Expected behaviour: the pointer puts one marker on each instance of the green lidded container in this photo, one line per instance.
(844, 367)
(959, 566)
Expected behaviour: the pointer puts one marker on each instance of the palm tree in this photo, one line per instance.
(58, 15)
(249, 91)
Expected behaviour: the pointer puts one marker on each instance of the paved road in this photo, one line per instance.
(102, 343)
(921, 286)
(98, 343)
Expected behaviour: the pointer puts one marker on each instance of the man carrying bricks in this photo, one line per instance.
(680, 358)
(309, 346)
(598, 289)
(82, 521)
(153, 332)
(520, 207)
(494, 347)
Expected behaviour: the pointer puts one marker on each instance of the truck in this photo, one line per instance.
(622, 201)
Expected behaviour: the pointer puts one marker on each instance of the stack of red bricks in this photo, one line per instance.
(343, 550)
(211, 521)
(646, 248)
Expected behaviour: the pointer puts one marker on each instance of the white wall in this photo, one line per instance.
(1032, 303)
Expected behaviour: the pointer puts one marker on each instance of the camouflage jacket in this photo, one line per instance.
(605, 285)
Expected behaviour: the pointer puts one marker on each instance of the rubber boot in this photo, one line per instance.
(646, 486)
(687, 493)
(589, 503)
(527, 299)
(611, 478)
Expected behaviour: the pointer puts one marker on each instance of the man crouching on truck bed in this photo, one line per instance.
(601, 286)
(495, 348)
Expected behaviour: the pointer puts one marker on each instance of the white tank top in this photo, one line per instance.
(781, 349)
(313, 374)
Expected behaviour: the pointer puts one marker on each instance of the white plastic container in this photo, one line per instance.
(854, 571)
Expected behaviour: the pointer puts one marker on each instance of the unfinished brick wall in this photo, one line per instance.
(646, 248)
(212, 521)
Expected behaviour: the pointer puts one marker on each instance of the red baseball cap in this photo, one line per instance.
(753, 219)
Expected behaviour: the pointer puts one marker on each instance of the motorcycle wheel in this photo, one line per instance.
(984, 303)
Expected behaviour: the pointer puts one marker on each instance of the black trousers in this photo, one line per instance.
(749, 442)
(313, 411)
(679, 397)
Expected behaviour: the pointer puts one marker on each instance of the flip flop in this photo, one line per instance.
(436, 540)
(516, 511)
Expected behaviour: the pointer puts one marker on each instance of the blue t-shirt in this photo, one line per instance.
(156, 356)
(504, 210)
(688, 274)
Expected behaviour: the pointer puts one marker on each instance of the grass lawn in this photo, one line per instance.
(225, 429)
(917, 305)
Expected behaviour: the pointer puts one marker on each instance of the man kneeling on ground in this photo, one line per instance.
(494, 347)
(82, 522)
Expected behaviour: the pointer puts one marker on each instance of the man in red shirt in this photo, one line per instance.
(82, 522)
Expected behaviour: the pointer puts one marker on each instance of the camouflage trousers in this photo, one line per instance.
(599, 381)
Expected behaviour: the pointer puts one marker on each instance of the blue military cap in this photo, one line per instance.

☆ ☆ ☆

WHAT TO DO - Each of the records should be retyped exactly.

FULL SOLUTION -
Expected behaviour: the pointer puts one marker on each instance of the green lidded container in this photo, one line per instance.
(844, 367)
(959, 566)
Expected behaviour: the pointer puts one marker on each instance of the palm tree in this photo, one line per instance.
(58, 15)
(249, 91)
Expected behaviour: the pointer puts one marker on each instance of the paved road in this photo, one line per instance.
(102, 343)
(921, 286)
(98, 343)
Expected behaviour: the pointer puts one marker on each instance of the man carrying bricks in this photo, one line per instance.
(680, 358)
(309, 346)
(598, 289)
(82, 521)
(153, 332)
(520, 207)
(494, 347)
Expected behaviour: the pointer puts one marker on each instance of the truck in this photo, one line per instance.
(622, 201)
Expected behaviour: the pointer puts one marker on each instance of the stack of red bricks in this photo, one line per instance.
(343, 550)
(211, 521)
(646, 248)
Expected behaviour: the pointer puts one marker on each instance of the white wall in this photo, one line per instance.
(1032, 303)
Expected behaviour: the pointer puts one marker on each instance of the camouflage jacket in this photo, one line per instance.
(605, 285)
Expected behaviour: the pointer puts one marker on each instance of the rubber boot in this photo, one line per instance.
(646, 486)
(687, 493)
(589, 503)
(527, 299)
(611, 478)
Expected behaviour: the pointer puts one marker on each instance of the man crouching on truck bed in this photo, one line per instance.
(601, 286)
(495, 348)
Expected behaviour: the pointer puts one marker on each instance of the white tank top in this photo, one line per instance.
(781, 349)
(313, 374)
Expected behaviour: the pointer puts one marker on each instance of the white plastic container in this photo, one line per instance.
(854, 571)
Expected behaviour: the pointer puts one marker on each instance of the unfinished brick wall in this photo, one line per instance.
(646, 248)
(212, 521)
Expected behaviour: the pointer puts one marker on each instance of the red baseball cap in this photo, one line per instance.
(753, 219)
Expected behaviour: the pointer puts one marker on each instance of the motorcycle wheel in this photo, one line per instance.
(984, 303)
Expected behaviour: the pointer puts one marker on each instance of the black trousers in this photo, one line per instance.
(749, 442)
(313, 411)
(679, 397)
Expected behaviour: the pointer puts one marker on each instance of the flip flop in this photo, one line per instance.
(436, 540)
(516, 511)
Expected behaviour: the pointer puts one marker on each instance of the blue t-shirt in this photo, one line per instance.
(156, 356)
(504, 210)
(688, 274)
Expected behaviour: the pointer puts one marker on each instance of the grass lawn in this photo, one line per instance.
(225, 429)
(917, 305)
Expected behaviour: the pointer puts one marker on each instance of the man kneeling on ground in this photo, one line per instance.
(494, 347)
(82, 522)
Expected behaviour: the pointer puts one marker on each instance of the man in red shirt in this photo, one line per instance.
(82, 522)
Expected behaviour: the pointer puts one marker on each instance of the camouflage trousers in this photo, one line per instance.
(599, 381)
Expected behaviour: the pointer puts one marker on each instance of the blue military cap in this photo, one line per instance.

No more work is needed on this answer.